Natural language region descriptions

☆ ☆ ☆

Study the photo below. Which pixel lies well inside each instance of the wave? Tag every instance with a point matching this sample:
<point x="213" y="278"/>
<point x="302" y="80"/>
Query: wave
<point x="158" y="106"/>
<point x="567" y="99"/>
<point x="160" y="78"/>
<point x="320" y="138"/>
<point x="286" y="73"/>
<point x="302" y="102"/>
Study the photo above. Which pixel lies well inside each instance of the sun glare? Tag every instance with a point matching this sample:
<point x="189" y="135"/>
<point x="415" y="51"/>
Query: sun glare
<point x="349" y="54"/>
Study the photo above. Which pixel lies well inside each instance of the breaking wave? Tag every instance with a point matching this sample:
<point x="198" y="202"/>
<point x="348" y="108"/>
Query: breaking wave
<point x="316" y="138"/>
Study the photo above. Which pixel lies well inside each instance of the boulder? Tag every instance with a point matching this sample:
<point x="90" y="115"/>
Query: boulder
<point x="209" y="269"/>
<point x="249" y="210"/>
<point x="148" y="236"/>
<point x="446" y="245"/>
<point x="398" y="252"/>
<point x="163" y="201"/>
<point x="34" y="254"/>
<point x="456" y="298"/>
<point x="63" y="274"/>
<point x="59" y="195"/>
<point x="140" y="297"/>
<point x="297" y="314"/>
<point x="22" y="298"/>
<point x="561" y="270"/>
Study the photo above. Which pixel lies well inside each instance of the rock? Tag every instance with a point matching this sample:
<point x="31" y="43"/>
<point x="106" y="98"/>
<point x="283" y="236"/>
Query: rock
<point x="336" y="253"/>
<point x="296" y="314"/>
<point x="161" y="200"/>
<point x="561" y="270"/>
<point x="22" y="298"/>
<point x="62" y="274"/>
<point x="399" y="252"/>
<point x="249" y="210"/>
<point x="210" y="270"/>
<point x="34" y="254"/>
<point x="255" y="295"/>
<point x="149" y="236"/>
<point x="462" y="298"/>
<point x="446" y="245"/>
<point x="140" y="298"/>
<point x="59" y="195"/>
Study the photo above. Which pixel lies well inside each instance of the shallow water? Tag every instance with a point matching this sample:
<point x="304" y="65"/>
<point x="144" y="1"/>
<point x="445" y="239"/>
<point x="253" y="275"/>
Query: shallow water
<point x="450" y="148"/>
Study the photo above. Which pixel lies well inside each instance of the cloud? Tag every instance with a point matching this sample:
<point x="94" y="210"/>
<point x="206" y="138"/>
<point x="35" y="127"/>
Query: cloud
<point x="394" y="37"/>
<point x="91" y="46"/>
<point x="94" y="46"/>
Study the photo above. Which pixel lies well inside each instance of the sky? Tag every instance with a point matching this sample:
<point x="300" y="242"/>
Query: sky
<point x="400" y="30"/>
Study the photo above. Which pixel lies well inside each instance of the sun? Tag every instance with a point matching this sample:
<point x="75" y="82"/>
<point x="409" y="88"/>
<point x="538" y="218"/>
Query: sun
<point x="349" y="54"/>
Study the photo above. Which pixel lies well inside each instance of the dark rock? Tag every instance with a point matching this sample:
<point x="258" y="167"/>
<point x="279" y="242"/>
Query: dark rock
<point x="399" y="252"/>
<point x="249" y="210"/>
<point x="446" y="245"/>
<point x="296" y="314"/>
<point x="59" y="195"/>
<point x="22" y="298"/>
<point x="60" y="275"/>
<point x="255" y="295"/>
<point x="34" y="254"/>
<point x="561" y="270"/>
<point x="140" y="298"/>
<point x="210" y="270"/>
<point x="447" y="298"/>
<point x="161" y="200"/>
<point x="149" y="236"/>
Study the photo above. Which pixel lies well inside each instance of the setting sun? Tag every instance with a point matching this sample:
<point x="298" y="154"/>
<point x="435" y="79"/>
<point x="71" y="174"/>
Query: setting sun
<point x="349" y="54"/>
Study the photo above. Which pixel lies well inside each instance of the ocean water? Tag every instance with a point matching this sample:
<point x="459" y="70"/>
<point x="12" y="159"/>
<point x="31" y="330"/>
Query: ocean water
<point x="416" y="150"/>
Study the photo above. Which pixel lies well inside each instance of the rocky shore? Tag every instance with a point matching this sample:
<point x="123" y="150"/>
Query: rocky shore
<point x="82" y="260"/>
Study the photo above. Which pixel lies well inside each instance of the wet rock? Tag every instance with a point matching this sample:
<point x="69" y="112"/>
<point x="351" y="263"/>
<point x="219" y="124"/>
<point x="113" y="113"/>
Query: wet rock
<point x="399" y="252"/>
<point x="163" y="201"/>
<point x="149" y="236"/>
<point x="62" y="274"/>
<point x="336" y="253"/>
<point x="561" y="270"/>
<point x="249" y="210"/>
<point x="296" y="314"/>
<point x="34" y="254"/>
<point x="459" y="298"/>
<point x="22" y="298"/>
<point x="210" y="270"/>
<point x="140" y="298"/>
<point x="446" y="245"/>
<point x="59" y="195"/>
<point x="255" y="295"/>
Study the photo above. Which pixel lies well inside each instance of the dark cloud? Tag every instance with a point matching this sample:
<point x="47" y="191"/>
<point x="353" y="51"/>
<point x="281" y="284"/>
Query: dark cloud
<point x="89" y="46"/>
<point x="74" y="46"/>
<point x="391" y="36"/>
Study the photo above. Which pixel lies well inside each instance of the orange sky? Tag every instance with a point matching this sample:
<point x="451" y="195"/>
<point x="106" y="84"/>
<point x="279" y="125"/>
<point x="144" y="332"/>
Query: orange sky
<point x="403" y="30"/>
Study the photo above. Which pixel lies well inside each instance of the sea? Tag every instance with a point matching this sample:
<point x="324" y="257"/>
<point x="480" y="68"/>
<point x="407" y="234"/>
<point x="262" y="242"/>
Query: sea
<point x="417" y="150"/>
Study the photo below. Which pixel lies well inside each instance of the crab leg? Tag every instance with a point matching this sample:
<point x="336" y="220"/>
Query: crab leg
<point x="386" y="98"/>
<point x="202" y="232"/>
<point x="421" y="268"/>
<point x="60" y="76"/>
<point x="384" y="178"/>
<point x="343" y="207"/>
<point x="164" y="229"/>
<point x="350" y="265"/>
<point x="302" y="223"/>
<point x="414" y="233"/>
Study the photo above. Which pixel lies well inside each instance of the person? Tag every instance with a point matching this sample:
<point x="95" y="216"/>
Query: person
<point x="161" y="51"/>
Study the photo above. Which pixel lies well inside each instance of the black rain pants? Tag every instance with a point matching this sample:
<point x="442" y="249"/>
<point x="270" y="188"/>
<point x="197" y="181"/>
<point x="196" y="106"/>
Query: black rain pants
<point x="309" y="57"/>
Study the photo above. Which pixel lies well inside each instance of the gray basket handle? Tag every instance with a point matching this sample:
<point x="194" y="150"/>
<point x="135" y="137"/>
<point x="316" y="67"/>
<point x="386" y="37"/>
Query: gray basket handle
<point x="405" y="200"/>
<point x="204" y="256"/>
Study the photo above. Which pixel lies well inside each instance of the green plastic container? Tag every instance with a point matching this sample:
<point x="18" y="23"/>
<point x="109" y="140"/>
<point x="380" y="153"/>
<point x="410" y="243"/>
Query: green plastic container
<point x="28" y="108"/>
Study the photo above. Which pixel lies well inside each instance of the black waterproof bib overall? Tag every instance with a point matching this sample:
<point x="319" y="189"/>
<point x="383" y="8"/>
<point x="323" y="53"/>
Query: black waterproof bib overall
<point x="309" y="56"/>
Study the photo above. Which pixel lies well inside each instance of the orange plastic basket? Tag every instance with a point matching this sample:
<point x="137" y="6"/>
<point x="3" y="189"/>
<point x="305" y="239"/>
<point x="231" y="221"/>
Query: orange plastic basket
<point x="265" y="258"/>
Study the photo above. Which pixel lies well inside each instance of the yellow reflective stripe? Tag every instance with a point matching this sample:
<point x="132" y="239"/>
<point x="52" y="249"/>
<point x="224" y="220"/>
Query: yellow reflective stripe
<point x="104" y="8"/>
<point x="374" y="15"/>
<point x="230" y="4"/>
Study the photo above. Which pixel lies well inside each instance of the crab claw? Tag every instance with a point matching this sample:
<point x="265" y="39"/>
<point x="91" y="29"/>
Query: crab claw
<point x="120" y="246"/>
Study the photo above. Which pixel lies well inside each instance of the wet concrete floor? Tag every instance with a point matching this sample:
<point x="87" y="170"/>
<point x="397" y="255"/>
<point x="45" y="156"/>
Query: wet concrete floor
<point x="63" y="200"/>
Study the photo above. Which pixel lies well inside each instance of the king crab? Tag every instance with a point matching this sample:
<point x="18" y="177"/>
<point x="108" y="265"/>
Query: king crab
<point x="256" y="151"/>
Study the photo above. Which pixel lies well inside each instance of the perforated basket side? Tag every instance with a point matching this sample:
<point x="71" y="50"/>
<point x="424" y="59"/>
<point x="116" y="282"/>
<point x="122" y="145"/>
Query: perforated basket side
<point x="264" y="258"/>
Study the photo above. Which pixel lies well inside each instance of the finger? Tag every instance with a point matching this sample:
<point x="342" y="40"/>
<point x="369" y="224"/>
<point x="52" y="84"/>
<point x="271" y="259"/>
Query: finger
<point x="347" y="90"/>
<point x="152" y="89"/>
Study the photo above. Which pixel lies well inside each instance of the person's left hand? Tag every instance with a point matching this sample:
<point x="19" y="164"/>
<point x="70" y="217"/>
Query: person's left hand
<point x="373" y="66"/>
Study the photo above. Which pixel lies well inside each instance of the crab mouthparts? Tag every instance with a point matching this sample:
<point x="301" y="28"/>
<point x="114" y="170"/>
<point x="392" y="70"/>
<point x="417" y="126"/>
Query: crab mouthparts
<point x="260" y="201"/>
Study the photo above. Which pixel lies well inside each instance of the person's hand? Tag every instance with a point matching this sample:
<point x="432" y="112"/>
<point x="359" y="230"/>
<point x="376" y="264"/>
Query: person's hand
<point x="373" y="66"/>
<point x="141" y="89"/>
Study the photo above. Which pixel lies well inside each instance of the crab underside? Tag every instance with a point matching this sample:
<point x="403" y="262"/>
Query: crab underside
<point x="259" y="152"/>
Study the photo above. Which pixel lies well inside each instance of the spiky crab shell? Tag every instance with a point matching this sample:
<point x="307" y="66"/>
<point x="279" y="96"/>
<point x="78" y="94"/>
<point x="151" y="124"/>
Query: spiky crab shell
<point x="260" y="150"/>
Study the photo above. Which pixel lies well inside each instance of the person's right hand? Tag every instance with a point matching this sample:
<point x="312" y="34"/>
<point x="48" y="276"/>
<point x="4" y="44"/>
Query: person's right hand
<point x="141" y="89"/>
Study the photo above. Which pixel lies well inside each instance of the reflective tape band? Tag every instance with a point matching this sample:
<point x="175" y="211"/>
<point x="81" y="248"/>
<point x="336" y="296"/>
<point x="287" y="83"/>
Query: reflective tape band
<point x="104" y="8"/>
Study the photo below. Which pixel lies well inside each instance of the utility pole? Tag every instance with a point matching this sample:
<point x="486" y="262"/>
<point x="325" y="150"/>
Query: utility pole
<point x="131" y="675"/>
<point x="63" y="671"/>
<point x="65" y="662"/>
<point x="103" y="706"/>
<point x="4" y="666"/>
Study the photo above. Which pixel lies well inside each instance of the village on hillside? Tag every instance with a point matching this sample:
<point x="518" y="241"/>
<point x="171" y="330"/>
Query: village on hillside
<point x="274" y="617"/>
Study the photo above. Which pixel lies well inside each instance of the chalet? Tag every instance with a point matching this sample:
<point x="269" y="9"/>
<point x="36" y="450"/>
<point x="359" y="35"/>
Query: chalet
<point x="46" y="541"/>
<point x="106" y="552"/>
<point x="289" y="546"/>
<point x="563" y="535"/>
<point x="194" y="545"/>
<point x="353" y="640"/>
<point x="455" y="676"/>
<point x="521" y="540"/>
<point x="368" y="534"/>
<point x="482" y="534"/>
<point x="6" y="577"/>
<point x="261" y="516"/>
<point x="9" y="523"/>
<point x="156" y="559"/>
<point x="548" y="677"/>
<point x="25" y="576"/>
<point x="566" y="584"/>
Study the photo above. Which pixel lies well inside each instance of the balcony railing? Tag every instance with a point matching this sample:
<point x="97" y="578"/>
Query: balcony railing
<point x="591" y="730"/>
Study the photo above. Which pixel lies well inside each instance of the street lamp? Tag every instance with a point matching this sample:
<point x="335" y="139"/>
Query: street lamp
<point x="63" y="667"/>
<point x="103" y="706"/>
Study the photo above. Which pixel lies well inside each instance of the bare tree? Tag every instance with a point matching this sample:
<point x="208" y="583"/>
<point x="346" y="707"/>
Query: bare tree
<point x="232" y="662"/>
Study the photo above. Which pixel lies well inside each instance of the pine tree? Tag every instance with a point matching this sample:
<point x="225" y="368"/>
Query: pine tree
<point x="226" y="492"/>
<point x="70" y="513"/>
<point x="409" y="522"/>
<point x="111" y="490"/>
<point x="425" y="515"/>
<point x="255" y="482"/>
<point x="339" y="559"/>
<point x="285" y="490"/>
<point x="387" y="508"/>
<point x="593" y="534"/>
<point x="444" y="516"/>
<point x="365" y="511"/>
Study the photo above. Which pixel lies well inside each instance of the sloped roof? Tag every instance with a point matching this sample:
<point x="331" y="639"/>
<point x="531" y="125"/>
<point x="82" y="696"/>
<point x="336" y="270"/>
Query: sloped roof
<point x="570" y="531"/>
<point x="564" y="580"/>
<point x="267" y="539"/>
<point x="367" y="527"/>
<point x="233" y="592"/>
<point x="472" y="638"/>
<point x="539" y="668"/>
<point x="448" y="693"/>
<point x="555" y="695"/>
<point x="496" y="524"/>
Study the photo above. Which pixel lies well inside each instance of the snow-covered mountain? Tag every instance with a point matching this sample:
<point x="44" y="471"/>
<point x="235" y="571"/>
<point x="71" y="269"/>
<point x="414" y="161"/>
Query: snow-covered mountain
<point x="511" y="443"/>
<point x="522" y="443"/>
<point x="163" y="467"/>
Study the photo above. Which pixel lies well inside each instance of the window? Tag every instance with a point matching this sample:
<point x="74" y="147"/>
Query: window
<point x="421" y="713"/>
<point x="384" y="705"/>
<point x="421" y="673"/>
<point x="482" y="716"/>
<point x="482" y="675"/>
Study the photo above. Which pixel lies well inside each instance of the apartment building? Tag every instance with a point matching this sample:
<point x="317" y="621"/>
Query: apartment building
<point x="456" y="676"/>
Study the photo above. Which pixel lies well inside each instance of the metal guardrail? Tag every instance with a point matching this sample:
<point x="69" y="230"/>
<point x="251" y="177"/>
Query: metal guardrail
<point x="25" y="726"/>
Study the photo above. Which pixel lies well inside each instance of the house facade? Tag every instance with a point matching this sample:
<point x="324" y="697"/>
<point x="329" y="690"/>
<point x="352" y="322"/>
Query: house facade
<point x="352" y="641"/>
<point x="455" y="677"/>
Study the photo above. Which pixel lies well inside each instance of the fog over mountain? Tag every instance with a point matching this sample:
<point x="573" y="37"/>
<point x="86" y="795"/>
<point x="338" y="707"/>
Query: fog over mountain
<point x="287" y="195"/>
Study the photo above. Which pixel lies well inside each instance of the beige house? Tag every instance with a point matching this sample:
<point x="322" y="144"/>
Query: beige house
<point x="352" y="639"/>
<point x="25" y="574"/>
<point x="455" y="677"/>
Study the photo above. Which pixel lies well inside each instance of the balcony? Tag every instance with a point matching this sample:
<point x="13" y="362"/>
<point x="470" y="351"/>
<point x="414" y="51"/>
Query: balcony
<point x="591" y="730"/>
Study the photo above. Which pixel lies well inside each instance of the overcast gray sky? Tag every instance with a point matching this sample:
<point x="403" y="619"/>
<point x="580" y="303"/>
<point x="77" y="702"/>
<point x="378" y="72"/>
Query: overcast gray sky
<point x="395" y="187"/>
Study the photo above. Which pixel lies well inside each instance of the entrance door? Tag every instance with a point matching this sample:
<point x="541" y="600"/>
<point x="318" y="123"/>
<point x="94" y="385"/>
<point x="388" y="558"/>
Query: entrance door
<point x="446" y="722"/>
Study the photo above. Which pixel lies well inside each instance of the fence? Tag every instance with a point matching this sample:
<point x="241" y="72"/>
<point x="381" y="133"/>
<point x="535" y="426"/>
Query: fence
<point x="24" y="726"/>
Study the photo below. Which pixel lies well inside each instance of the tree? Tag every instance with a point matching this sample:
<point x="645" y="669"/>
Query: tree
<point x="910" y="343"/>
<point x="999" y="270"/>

☆ ☆ ☆

Task item:
Find all the lines with "below" in the data and copy them.

Your response:
Study the photo below. Which pixel lies well inside each instance of the wave? Tag every instance with a point matching this sample:
Study the photo below. Which pixel lies well inside each instance of the crab leg? Tag every instance with a point matching this sample:
Study the photo below. Which pixel lies well inside each instance of the utility pole? Tag every instance with a point matching this sample:
Study the photo below. Which pixel lies well inside each instance of the tree? Tag every instance with a point matching this sample:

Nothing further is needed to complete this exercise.